Your task:
When you transcribe the records that follow, reproduce each line exactly as given.

Data items
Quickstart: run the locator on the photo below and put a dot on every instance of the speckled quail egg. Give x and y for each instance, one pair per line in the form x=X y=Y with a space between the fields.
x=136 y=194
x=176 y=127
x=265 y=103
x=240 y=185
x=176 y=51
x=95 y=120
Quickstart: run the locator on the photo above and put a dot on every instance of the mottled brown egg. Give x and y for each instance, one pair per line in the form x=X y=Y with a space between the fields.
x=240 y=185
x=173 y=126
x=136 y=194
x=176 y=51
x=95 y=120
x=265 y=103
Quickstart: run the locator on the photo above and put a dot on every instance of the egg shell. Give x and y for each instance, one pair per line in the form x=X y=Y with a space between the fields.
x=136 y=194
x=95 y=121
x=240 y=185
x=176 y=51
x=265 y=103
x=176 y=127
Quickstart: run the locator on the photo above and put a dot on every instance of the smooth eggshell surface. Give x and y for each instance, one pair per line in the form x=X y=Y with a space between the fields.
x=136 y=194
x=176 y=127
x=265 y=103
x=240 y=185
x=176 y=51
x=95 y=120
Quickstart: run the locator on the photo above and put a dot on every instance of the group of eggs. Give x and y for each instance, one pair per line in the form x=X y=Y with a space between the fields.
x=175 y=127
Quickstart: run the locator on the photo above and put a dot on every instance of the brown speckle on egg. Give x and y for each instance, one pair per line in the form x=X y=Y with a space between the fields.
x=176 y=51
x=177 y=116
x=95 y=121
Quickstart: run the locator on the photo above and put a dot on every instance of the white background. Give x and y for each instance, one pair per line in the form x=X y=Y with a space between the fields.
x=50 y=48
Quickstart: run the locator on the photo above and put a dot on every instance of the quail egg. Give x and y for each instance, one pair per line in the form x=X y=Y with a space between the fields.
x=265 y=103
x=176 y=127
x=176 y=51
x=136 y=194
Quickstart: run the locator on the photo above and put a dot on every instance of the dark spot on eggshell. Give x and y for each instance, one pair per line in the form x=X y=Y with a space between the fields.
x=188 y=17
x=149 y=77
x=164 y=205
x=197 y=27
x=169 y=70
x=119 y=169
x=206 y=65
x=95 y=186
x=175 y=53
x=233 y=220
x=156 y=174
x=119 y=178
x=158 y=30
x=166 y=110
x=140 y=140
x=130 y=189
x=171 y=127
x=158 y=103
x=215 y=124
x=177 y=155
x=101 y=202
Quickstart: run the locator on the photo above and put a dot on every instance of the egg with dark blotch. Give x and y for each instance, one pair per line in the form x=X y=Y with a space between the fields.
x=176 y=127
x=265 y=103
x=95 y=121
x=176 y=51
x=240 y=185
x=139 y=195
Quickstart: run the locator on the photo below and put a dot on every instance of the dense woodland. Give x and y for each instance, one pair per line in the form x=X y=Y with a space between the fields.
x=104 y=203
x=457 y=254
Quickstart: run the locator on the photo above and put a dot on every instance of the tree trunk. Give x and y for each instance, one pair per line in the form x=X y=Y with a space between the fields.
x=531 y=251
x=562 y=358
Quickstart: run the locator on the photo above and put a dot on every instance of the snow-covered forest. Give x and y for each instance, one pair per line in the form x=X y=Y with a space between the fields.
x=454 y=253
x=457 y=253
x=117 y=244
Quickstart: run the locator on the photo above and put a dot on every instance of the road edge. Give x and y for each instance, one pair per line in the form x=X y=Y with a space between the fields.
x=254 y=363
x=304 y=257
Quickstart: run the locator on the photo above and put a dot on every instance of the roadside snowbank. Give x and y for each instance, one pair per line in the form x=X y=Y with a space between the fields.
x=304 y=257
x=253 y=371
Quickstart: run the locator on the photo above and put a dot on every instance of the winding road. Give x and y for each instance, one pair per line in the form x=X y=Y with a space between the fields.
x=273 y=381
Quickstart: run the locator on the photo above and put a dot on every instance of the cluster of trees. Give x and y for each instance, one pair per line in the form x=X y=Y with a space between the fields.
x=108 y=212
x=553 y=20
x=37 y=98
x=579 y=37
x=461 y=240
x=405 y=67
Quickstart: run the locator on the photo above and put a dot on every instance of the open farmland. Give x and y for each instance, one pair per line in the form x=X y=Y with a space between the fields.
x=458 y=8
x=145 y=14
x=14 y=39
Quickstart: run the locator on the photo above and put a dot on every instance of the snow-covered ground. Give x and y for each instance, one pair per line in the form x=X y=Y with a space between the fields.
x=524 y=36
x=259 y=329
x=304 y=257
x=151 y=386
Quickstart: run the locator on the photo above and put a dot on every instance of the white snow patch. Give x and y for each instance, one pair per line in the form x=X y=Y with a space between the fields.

Answer section:
Quickstart: run the locator on the photo below and put a dot on every instance of the speckled quail egg. Give x and y for each instance, one pair per line in the form x=X y=Y with a space between the fields.
x=136 y=194
x=176 y=127
x=265 y=103
x=240 y=185
x=176 y=51
x=95 y=120
Quickstart: run the locator on the photo above and put a dot on every instance of the mottled brown egg. Give x and y for each instance, one pair per line in the form x=X y=Y with a space between the fields.
x=240 y=185
x=173 y=126
x=136 y=194
x=176 y=51
x=95 y=120
x=265 y=103
Quickstart: run the locator on the photo above and put a dot on every instance of the egg shell. Give x and y for each instance, one pair per line in the form x=X y=Y with a space between the fields.
x=136 y=194
x=95 y=121
x=240 y=185
x=176 y=51
x=265 y=103
x=176 y=127
Quickstart: run the locator on the photo above and put a dot on every instance of the smooth eggshell surface. Give x and y for each instance, one pair per line in the form x=X y=Y with a space between the fields.
x=136 y=194
x=176 y=127
x=265 y=103
x=240 y=185
x=176 y=51
x=95 y=120
Quickstart: run the locator on the photo above and put a dot on every instance of the group of eggs. Give x and y for each instance, one pair per line in the form x=X y=Y with a space between the fields.
x=175 y=127
Quickstart: run the locator on the photo above and put a dot on every instance of the brown speckle on egg. Give x and y for each instance, one pair per line in the form x=X y=Y with a space between the fields.
x=176 y=51
x=177 y=116
x=95 y=121
Quickstart: run the locator on the photo above and put a dot on every instance of the white background. Give x and y for each instance, one pair per line in the form x=X y=Y with a space between the fields.
x=50 y=48
Quickstart: run the locator on the photo above and put a dot on every instance of the quail egg. Give x and y for each instance, one pair per line in the form x=X y=Y with a space between the fields.
x=265 y=103
x=176 y=127
x=176 y=51
x=136 y=194
Quickstart: run the locator on the photo above and put a dot on every instance of the dark spot on eggshell. Give x and y for each instance, one pair per line in the form x=X y=Y with a space between the fields.
x=188 y=17
x=149 y=77
x=164 y=205
x=197 y=27
x=169 y=70
x=119 y=169
x=206 y=65
x=95 y=186
x=175 y=53
x=233 y=220
x=156 y=174
x=119 y=178
x=158 y=30
x=166 y=110
x=140 y=140
x=130 y=189
x=171 y=127
x=158 y=103
x=215 y=124
x=177 y=155
x=101 y=202
Quickstart: run the locator on the photo above and put a dot on every instance of the egg with dark blotch. Give x and y for each instance, one pair per line in the form x=X y=Y with a space between the fields.
x=176 y=127
x=265 y=103
x=95 y=121
x=176 y=51
x=240 y=185
x=139 y=195
Quickstart: run the locator on the photo below and put a dot on every instance of the dense woodland. Give x and y for each instance, one pair per line in the form x=X y=Y with a space between the fields.
x=104 y=203
x=457 y=254
Quickstart: run the locator on the photo above and put a dot on every instance of the tree trunk. Give x and y for each instance, one pair per line in the form x=X y=Y with a space between the fields.
x=531 y=251
x=562 y=358
Quickstart: run the locator on the photo above and put a dot on every instance of the snow-covered forest. Give x and y for each instance, one pair per line in the form x=X y=Y with a space between the fields.
x=454 y=253
x=457 y=253
x=117 y=244
Quickstart: run the locator on the photo above and put a dot on every instance of the road edge. Give x and y for each instance, one pair per line in the form x=X y=Y with a space between the fields.
x=254 y=363
x=304 y=257
Quickstart: run the locator on the photo above and put a dot on every instance of the roadside snowbank. Give x and y for each instance, one pair per line in the form x=X y=Y with a space between the fields.
x=304 y=257
x=253 y=371
Quickstart: run the locator on the photo above and put a dot on every instance of the winding road. Give x and y for each instance, one pair per line in the form x=X y=Y with a space between the fields.
x=273 y=381
Quickstart: run the locator on the photo above and put a dot on every instance of the cluster of trees. Give x and y for each instance, one pair per line in the form x=X y=Y with a space between the fields.
x=108 y=212
x=553 y=20
x=37 y=98
x=579 y=37
x=461 y=240
x=405 y=67
Quickstart: run the locator on the photo above and put a dot on every instance of the open farmland. Give x and y for each instance, one pair per line in the form x=X y=Y with a space between the fields.
x=458 y=8
x=145 y=14
x=14 y=39
Quickstart: run the locator on the photo above and put a dot on every instance of the snow-covered ground. Give x and y for each instance, one pair per line in the form x=X y=Y with a space between the fields.
x=524 y=36
x=259 y=329
x=304 y=257
x=151 y=386
Quickstart: run the locator on the photo above and put a dot on every instance of the white snow patch. Give x and y for each instance, one pair per line in the form x=X y=Y with a space between the fields.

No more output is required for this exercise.